--- START EXTRACT ---
2. In the event that you successfully consummate a Board-approved
spinout before June 1, 1997, you will receive a $250,000 bonus, and the June 1,
1997 bonus set forth in 1. above will no longer be payable to you.
3. In the event you are terminated without "cause" by the Company or
are "constructively terminated," you will receive six months salary and benefits
as severance.
4. Your equity incentives and vesting set forth in Exhibit A to the
minutes of the February 15, 1995 Board of Directors' meeting remain unchanged,
as do the cash bonus incentives based on corporate performance. In addition to
the above-referenced vesting provisions, if a "corporate transaction" is
consummated, and you are terminated without cause by the surviving entity or are
constructively terminated within six months after the closing of the corporate
transaction, the vesting for all of your options accelerate, provided, that if
in the opinion of the auditors for either the acquiror or the Company, such
acceleration would preclude pooling-of-interests accounting treatment, then such
acceleration shall not occur.
--- END EXTRACT ---
WHAT THIS EXERCISE ASKS:
**A)** Under the extract, what severance is paid if the person is terminated without cause or constructively terminated?
**B)** List every term that the extract places inside quotation marks.
The rows that come next have no connection to the extract.
--- START MATERIAL ---
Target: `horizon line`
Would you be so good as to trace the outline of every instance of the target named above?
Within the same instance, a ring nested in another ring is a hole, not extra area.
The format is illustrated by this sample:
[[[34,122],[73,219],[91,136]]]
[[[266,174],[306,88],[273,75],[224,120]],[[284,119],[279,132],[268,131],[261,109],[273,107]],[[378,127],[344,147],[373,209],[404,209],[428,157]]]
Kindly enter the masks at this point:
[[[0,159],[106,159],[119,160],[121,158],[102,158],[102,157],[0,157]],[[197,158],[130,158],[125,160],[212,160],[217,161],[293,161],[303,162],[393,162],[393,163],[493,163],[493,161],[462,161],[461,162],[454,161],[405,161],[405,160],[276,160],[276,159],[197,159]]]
--- END MATERIAL ---
--- START MATERIAL ---
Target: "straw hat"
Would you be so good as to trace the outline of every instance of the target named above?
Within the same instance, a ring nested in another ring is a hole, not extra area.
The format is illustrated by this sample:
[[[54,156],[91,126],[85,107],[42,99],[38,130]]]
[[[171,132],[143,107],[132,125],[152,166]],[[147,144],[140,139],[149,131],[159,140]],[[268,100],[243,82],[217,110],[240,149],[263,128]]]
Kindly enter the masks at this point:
--- END MATERIAL ---
--- START MATERIAL ---
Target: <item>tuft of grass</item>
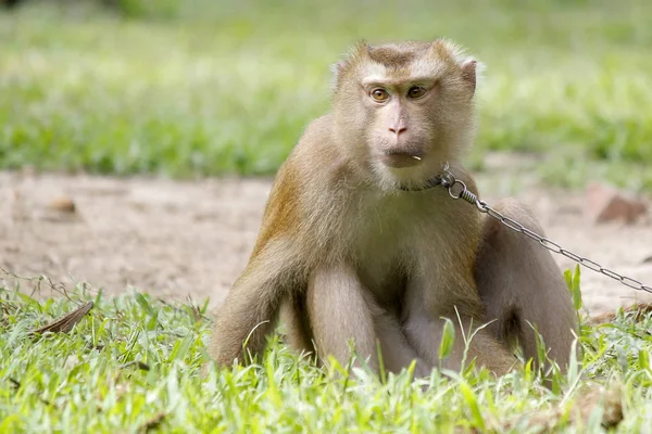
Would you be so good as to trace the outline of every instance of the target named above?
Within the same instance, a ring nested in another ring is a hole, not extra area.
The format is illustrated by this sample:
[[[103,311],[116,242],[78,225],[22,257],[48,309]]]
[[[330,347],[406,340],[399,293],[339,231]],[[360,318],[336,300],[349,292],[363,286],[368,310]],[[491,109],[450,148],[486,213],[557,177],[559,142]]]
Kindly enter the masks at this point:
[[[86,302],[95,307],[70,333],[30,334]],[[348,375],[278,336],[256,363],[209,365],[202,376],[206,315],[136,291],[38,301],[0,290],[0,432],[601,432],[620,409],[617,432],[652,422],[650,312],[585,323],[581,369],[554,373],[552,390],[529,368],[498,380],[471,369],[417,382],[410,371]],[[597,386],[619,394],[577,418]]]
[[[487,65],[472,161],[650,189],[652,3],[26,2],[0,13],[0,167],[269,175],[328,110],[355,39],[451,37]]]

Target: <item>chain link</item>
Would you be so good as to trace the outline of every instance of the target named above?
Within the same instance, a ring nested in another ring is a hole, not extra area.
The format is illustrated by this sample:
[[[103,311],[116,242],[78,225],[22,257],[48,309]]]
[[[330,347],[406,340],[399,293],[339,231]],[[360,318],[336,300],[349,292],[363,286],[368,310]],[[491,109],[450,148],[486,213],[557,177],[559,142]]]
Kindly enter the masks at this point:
--- END MATERIAL ---
SOLUTION LIST:
**A)** Six months of salary and benefits.

**B)**
- "cause"
- "constructively terminated"
- "corporate transaction"